**Supplied text:**
• • • • •

Activity continues contracting, although May seems relatively better than April. Early aggregate indicators show marginal improvement (see table). For instance, activity-related revenues dropped -23.3% YoY in real terms, against -31.6% YoY of previous month. Though the lockdown has been extended to June 28th, more and more businesses are allowed to open, but lack of demand keeps the economy depressed. As times goes by it will be more evident that: (a) some firms have shut down permanently; and (b) aggregate demand has contracted substantially due to lower household income and higher uncertainty. In short, the supply-side shock might phase off, but the demand-side shock will linger on.
Selected economic indicators

Construction has bounced but remains lower than pre-lockdown levels. The Construya index (private estimate of sector activity) has recovered from the worst month recorded in the series, as prohibitions were lifted in most provinces. However, construction is at its lowest level since 2006 and in March, before a full lockdown, it had already lost 24% of its workforce (about 100,000 workers). The coronavirus has deepened the downturn of this sector and the possibilities of a short-term quick recovery are low, considering the overall economic scenario.
Construction activity (Construya index) – Seasonally adjusted

Retail sales halved in May. According to CAME, real sales dropped -50.8% YoY last month. All 13 subsectors of the CAME index presented double-digit declines, though 11 of them performed relatively better than in April when sales fell -57.6% YoY. The difference in performance between sectors has widened, with essential sectors’ sales decreasing -23.5% YoY and sales of non-essentials dropping -69.6% YoY.
Retail Sales (CAME) – YoY change

Note: Essential corresponds to the weighted average of Pharmacies, Food & Beverages and Hardware stores.

More red flags for manufacturing production. In April, industry worked at 42% of its capacity, almost 20pp lower than the same month of last year. After adjusting for seasonality, the use of industrial capacity has dropped to the lowest level since INDEC reports the indicator (see graph below, with an adjustment of old and new series). As with most indicators during the pandemic, essential sectors such as food and drinks suffered the least compared with non-essentials. The automotive sector was completely shut down (0% usage), while Textiles (4.2%) and Metal mechanics (20.2%) were severely affected.

• • • • •

**Recorded information:**
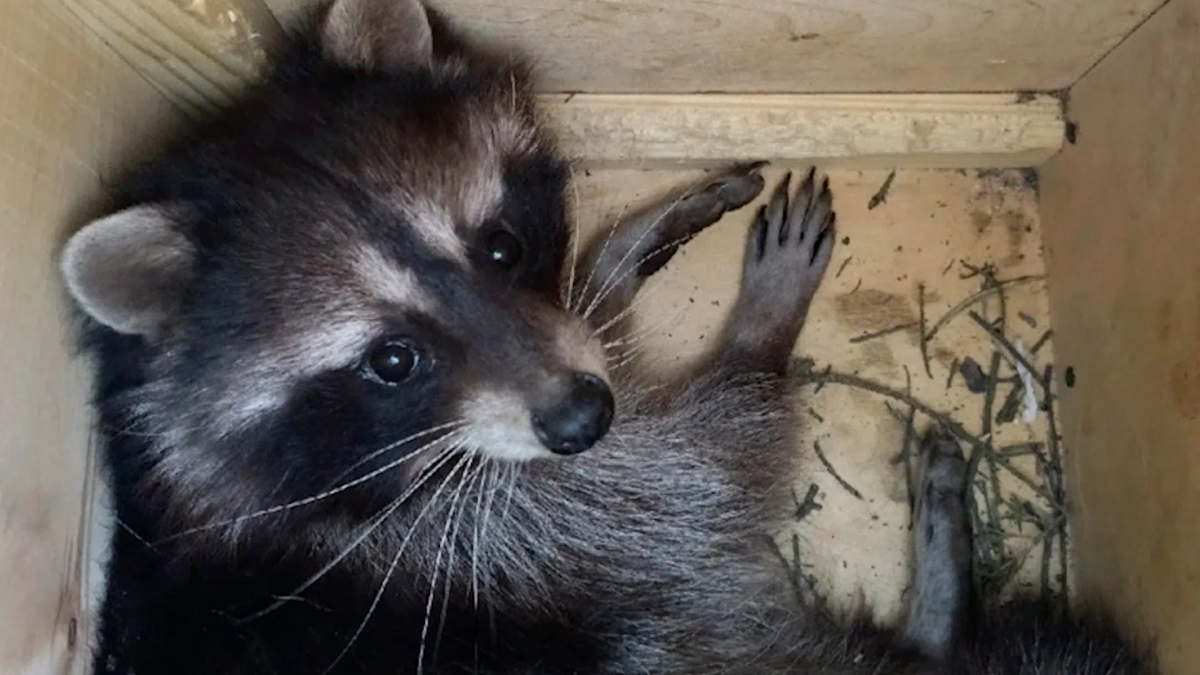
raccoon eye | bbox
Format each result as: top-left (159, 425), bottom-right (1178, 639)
top-left (484, 229), bottom-right (524, 270)
top-left (362, 340), bottom-right (420, 384)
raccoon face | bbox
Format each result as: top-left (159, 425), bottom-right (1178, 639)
top-left (62, 0), bottom-right (613, 528)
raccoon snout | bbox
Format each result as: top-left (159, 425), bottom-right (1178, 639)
top-left (533, 372), bottom-right (614, 455)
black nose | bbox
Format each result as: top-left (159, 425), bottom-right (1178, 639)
top-left (533, 372), bottom-right (613, 455)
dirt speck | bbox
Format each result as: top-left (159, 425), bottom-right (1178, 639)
top-left (1170, 357), bottom-right (1200, 422)
top-left (1156, 299), bottom-right (1175, 345)
top-left (971, 209), bottom-right (991, 235)
top-left (854, 340), bottom-right (896, 371)
top-left (834, 288), bottom-right (917, 331)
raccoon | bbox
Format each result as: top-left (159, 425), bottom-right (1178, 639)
top-left (61, 0), bottom-right (1152, 675)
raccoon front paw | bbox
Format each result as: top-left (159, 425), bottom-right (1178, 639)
top-left (914, 430), bottom-right (967, 504)
top-left (726, 169), bottom-right (836, 370)
top-left (637, 162), bottom-right (767, 279)
top-left (905, 430), bottom-right (972, 658)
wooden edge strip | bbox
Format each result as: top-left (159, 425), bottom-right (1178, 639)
top-left (66, 0), bottom-right (1064, 168)
top-left (542, 94), bottom-right (1064, 168)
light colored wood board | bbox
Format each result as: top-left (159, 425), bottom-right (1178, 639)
top-left (542, 94), bottom-right (1063, 168)
top-left (0, 5), bottom-right (178, 675)
top-left (62, 0), bottom-right (283, 115)
top-left (1044, 0), bottom-right (1200, 675)
top-left (266, 0), bottom-right (1163, 92)
top-left (577, 167), bottom-right (1058, 619)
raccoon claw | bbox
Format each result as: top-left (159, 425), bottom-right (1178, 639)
top-left (637, 161), bottom-right (767, 279)
top-left (727, 169), bottom-right (836, 370)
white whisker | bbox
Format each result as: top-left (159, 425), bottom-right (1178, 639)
top-left (324, 446), bottom-right (472, 675)
top-left (568, 196), bottom-right (629, 313)
top-left (583, 187), bottom-right (688, 321)
top-left (239, 447), bottom-right (455, 623)
top-left (416, 453), bottom-right (482, 675)
top-left (160, 423), bottom-right (462, 542)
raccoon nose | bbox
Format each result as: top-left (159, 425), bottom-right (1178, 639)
top-left (533, 372), bottom-right (613, 455)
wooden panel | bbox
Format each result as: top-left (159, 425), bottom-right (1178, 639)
top-left (1043, 0), bottom-right (1200, 675)
top-left (56, 0), bottom-right (1063, 168)
top-left (0, 0), bottom-right (178, 675)
top-left (544, 94), bottom-right (1063, 168)
top-left (578, 166), bottom-right (1060, 620)
top-left (62, 0), bottom-right (282, 115)
top-left (266, 0), bottom-right (1163, 92)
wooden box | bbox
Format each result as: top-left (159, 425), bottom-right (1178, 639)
top-left (0, 0), bottom-right (1200, 675)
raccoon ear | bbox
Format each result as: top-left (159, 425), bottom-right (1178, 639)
top-left (59, 205), bottom-right (196, 336)
top-left (320, 0), bottom-right (433, 74)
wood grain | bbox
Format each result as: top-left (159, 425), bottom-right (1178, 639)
top-left (542, 94), bottom-right (1063, 168)
top-left (62, 0), bottom-right (283, 117)
top-left (1043, 0), bottom-right (1200, 675)
top-left (265, 0), bottom-right (1163, 94)
top-left (49, 0), bottom-right (1063, 168)
top-left (0, 0), bottom-right (179, 675)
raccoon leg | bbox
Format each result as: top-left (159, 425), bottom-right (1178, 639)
top-left (713, 164), bottom-right (835, 372)
top-left (570, 162), bottom-right (766, 340)
top-left (904, 431), bottom-right (973, 659)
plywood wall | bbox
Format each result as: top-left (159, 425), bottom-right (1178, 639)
top-left (265, 0), bottom-right (1163, 92)
top-left (0, 5), bottom-right (174, 675)
top-left (1043, 0), bottom-right (1200, 675)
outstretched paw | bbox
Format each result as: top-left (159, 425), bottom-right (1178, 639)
top-left (570, 162), bottom-right (766, 331)
top-left (726, 169), bottom-right (836, 370)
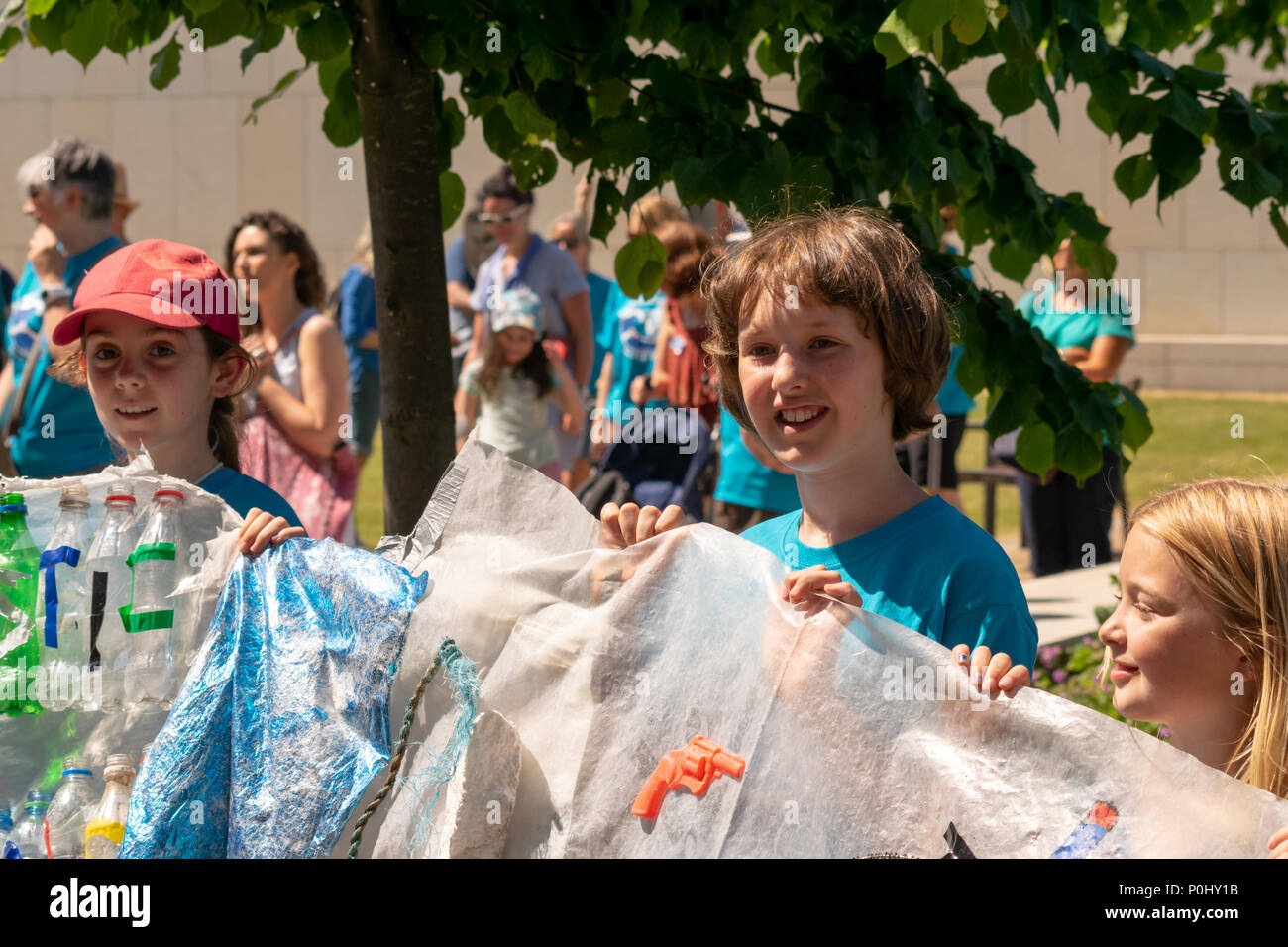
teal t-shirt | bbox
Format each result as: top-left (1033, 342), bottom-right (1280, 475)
top-left (1015, 286), bottom-right (1136, 349)
top-left (742, 496), bottom-right (1038, 669)
top-left (197, 467), bottom-right (304, 527)
top-left (715, 404), bottom-right (802, 513)
top-left (5, 237), bottom-right (124, 479)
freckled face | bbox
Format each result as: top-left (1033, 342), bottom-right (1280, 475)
top-left (738, 292), bottom-right (894, 472)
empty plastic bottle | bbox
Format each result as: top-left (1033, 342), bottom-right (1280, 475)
top-left (121, 489), bottom-right (183, 707)
top-left (85, 753), bottom-right (134, 858)
top-left (46, 756), bottom-right (98, 858)
top-left (4, 789), bottom-right (49, 858)
top-left (85, 485), bottom-right (139, 710)
top-left (0, 493), bottom-right (42, 716)
top-left (36, 484), bottom-right (89, 710)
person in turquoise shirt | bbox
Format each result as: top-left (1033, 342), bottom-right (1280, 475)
top-left (0, 138), bottom-right (123, 479)
top-left (600, 207), bottom-right (1037, 694)
top-left (1015, 239), bottom-right (1137, 576)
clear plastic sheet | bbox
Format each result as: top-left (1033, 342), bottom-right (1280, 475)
top-left (119, 540), bottom-right (428, 858)
top-left (0, 455), bottom-right (242, 813)
top-left (343, 438), bottom-right (1288, 858)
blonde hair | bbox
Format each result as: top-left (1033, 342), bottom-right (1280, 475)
top-left (702, 207), bottom-right (952, 442)
top-left (1107, 478), bottom-right (1288, 796)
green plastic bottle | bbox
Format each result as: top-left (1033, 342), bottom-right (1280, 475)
top-left (0, 493), bottom-right (42, 716)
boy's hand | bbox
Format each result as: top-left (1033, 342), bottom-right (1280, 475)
top-left (237, 506), bottom-right (308, 556)
top-left (783, 566), bottom-right (863, 612)
top-left (953, 644), bottom-right (1029, 697)
top-left (599, 502), bottom-right (684, 549)
top-left (1267, 826), bottom-right (1288, 858)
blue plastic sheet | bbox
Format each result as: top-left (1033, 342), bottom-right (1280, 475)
top-left (120, 540), bottom-right (429, 858)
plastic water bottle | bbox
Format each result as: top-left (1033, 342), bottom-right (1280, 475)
top-left (121, 489), bottom-right (183, 707)
top-left (85, 485), bottom-right (139, 710)
top-left (85, 753), bottom-right (134, 858)
top-left (4, 789), bottom-right (49, 858)
top-left (46, 756), bottom-right (97, 858)
top-left (36, 484), bottom-right (89, 710)
top-left (0, 493), bottom-right (42, 716)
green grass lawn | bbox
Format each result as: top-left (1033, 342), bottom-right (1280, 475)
top-left (957, 391), bottom-right (1288, 548)
top-left (357, 391), bottom-right (1288, 548)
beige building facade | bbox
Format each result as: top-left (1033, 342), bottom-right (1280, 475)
top-left (0, 35), bottom-right (1288, 391)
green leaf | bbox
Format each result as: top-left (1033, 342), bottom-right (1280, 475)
top-left (587, 78), bottom-right (631, 121)
top-left (1194, 49), bottom-right (1225, 78)
top-left (510, 145), bottom-right (559, 191)
top-left (501, 91), bottom-right (555, 141)
top-left (1015, 421), bottom-right (1055, 476)
top-left (1055, 424), bottom-right (1102, 487)
top-left (872, 8), bottom-right (921, 69)
top-left (149, 35), bottom-right (185, 91)
top-left (295, 7), bottom-right (349, 61)
top-left (438, 169), bottom-right (465, 231)
top-left (241, 20), bottom-right (284, 73)
top-left (1115, 152), bottom-right (1158, 204)
top-left (63, 0), bottom-right (112, 72)
top-left (322, 69), bottom-right (362, 149)
top-left (613, 233), bottom-right (666, 299)
top-left (243, 65), bottom-right (304, 125)
top-left (1115, 385), bottom-right (1154, 451)
top-left (988, 237), bottom-right (1042, 280)
top-left (986, 63), bottom-right (1038, 117)
top-left (1158, 85), bottom-right (1210, 138)
top-left (950, 0), bottom-right (988, 47)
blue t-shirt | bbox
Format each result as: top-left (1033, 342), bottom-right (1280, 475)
top-left (5, 237), bottom-right (124, 479)
top-left (742, 496), bottom-right (1038, 669)
top-left (340, 264), bottom-right (380, 380)
top-left (587, 273), bottom-right (617, 388)
top-left (604, 283), bottom-right (666, 424)
top-left (196, 467), bottom-right (304, 527)
top-left (715, 404), bottom-right (802, 513)
top-left (471, 233), bottom-right (590, 339)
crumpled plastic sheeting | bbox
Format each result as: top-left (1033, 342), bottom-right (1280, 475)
top-left (0, 454), bottom-right (242, 817)
top-left (355, 440), bottom-right (1288, 858)
top-left (119, 540), bottom-right (428, 858)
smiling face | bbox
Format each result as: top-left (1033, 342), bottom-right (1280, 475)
top-left (738, 292), bottom-right (894, 473)
top-left (1100, 526), bottom-right (1248, 728)
top-left (82, 312), bottom-right (241, 459)
top-left (497, 326), bottom-right (537, 365)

• • • • •

**Task set:**
1 – List every percentage the economic update gives as a year-over-year (YoY) change.
2 – Reproduce the part of the economic update between "More red flags" and "were severely affected.", inclusive.

**Results of the exercise:**
1 – -23.3%, -31.6%, -50.8%, -57.6%, -23.5%, -69.6%

2 –
More red flags for manufacturing production. In April, industry worked at 42% of its capacity, almost 20pp lower than the same month of last year. After adjusting for seasonality, the use of industrial capacity has dropped to the lowest level since INDEC reports the indicator (see graph below, with an adjustment of old and new series). As with most indicators during the pandemic, essential sectors such as food and drinks suffered the least compared with non-essentials. The automotive sector was completely shut down (0% usage), while Textiles (4.2%) and Metal mechanics (20.2%) were severely affected.